▸ Problem: Filter the records below down to the lines that contain the word "white", and copy each of those lines without changes.

Records drawn from a data source:

--

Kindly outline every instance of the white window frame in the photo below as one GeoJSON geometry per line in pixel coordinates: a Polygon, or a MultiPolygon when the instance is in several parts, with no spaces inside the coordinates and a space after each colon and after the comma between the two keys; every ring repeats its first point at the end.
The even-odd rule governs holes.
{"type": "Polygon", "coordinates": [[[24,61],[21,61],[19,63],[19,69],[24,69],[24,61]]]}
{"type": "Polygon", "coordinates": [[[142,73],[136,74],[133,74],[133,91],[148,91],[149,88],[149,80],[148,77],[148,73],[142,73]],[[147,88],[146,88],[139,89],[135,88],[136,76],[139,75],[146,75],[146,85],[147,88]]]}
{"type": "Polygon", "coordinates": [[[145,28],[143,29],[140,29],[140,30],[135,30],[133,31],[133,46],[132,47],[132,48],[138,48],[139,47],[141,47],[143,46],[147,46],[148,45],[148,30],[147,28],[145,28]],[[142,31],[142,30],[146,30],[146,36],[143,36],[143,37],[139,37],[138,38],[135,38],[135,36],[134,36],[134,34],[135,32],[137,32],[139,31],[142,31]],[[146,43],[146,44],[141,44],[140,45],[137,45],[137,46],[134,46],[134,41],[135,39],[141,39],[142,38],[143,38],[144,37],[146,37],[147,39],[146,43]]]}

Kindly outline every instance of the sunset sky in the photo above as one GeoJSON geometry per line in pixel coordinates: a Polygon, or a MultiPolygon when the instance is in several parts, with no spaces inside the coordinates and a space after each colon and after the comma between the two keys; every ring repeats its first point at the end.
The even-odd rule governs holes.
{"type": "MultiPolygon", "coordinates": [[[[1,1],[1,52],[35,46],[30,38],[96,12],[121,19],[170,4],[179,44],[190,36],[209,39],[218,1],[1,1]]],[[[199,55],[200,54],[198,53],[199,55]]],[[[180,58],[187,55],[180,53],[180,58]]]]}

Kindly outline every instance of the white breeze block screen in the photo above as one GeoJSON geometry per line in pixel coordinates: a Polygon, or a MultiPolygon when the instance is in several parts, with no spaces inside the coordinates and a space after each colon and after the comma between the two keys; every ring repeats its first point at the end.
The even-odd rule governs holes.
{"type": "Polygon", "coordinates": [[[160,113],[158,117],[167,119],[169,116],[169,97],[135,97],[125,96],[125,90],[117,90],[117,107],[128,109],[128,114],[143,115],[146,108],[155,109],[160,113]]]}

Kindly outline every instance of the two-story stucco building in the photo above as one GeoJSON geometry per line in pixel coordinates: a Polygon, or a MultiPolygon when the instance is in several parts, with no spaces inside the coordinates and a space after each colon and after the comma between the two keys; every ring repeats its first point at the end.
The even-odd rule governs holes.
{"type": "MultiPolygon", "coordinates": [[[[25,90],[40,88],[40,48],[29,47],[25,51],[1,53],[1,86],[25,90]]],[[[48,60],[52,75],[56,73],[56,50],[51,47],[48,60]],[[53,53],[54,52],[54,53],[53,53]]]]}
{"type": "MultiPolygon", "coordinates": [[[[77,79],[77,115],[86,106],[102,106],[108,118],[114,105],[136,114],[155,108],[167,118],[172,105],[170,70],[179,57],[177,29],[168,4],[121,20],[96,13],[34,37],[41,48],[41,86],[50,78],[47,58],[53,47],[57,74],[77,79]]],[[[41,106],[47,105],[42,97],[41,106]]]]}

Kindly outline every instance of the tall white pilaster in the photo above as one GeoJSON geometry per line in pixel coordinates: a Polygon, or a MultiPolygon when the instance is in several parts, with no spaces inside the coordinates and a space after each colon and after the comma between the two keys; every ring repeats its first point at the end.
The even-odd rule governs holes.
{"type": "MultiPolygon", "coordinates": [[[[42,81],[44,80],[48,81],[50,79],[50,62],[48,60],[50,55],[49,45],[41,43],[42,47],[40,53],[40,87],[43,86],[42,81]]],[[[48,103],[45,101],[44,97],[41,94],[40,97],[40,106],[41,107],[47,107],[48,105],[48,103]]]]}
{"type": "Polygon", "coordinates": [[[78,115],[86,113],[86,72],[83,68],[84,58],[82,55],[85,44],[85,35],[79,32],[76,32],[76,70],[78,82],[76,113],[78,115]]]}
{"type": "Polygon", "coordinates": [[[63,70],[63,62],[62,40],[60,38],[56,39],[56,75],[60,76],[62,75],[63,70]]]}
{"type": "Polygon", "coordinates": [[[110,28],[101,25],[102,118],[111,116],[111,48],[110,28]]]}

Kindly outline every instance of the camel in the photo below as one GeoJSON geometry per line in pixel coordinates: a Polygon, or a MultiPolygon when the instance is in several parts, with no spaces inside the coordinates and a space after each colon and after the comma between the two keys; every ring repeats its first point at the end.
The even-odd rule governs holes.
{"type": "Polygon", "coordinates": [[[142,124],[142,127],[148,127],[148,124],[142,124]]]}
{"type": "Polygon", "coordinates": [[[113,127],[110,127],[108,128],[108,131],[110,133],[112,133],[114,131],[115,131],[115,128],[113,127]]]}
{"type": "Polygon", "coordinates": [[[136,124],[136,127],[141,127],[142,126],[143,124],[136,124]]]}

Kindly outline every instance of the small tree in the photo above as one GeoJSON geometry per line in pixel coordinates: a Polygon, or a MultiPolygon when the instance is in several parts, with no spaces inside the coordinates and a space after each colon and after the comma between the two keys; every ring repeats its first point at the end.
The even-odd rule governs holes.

--

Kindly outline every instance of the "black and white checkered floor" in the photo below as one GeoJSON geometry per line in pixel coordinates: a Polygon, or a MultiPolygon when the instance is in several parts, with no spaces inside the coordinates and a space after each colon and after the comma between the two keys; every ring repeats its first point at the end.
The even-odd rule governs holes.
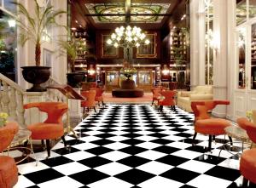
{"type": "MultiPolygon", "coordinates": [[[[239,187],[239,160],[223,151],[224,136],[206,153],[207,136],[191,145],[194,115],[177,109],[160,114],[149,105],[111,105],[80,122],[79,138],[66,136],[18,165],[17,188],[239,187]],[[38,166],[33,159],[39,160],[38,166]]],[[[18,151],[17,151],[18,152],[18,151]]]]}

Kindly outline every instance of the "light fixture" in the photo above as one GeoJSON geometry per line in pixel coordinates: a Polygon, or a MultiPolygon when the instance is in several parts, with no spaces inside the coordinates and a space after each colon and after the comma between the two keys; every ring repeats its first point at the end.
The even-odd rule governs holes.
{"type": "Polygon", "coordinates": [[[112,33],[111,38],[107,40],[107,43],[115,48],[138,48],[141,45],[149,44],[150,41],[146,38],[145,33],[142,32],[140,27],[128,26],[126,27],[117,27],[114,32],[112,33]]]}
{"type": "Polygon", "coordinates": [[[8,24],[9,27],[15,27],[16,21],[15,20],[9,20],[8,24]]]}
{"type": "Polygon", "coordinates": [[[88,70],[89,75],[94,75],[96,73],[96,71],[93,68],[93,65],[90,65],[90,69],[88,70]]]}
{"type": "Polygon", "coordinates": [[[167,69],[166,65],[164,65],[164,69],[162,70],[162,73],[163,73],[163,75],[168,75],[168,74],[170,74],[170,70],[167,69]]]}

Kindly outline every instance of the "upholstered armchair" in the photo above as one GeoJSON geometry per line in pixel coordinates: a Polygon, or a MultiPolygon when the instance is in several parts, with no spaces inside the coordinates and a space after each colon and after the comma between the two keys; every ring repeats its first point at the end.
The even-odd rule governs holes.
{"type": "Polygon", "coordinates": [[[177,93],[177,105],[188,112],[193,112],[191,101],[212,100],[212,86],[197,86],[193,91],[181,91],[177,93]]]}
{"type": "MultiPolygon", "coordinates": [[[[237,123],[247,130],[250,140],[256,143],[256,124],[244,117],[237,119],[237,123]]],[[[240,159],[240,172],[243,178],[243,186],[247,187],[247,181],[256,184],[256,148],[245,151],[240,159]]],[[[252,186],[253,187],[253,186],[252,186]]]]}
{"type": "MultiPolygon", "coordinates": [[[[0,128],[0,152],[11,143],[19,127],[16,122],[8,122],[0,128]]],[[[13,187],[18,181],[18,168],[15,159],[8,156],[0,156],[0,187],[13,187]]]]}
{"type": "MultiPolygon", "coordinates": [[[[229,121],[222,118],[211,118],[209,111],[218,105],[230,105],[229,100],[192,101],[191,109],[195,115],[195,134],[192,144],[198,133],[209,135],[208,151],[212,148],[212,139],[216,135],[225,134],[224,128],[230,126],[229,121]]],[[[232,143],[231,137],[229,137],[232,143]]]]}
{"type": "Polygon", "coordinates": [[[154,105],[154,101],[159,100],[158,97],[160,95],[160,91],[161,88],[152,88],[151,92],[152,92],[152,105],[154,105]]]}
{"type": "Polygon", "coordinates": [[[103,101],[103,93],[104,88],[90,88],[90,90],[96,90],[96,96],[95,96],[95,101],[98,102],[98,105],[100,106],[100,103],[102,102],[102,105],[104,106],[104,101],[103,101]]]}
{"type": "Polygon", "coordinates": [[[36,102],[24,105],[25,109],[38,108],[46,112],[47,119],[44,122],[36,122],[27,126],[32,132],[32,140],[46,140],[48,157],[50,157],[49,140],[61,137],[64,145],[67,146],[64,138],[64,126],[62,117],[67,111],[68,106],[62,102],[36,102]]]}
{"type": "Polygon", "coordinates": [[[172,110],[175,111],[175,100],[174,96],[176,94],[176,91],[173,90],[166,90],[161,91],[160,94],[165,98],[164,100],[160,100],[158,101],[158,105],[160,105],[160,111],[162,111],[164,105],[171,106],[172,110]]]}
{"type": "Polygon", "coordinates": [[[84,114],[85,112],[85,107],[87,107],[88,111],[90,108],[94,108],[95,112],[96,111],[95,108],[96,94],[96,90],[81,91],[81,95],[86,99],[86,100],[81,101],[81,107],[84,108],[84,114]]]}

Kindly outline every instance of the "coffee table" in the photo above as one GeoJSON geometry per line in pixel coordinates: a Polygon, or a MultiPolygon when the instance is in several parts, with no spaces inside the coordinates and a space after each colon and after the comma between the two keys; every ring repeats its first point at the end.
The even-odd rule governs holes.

--

▸ Written answer:
Kindly outline every instance of the white window frame in the photo below as one GeoJSON geometry per line in pixel coordinates: a Polygon, or a MultiPolygon when the instance is in several parts, with no spaces inside the coordinates and a space after each colon and after the comma between the two keys; every ring repeats its first point at the end.
Kindly outline every instance of the white breeze block screen in the photo above as one GeoJSON geometry per line in pixel coordinates: a Polygon, or a MultiPolygon when the instance is in several parts, with no spaces inside the coordinates and a space after each colon and after the comma between the two keys; every ring repeats its first point at the end.
Kindly outline every instance of the tall white pilaster in the photo above as one GeoJSON geometry per line in pixel coordinates: a Polygon, or a MultiPolygon when the instance is in several parts, with no spaces inside the coordinates and a space after each colon and after the comma between the two keys; every ring repeats its first point at the end.
Kindly outline every instance of the "black and white checkered floor" in the photo below as one GeoJSON geometry per line in pixel coordinates: a Polygon, or a MultiPolygon when the instance is in several parts, with no spaces inside the coordinates and a space after each colon and after the comma between the two keys; every ring repeats its first point at the end.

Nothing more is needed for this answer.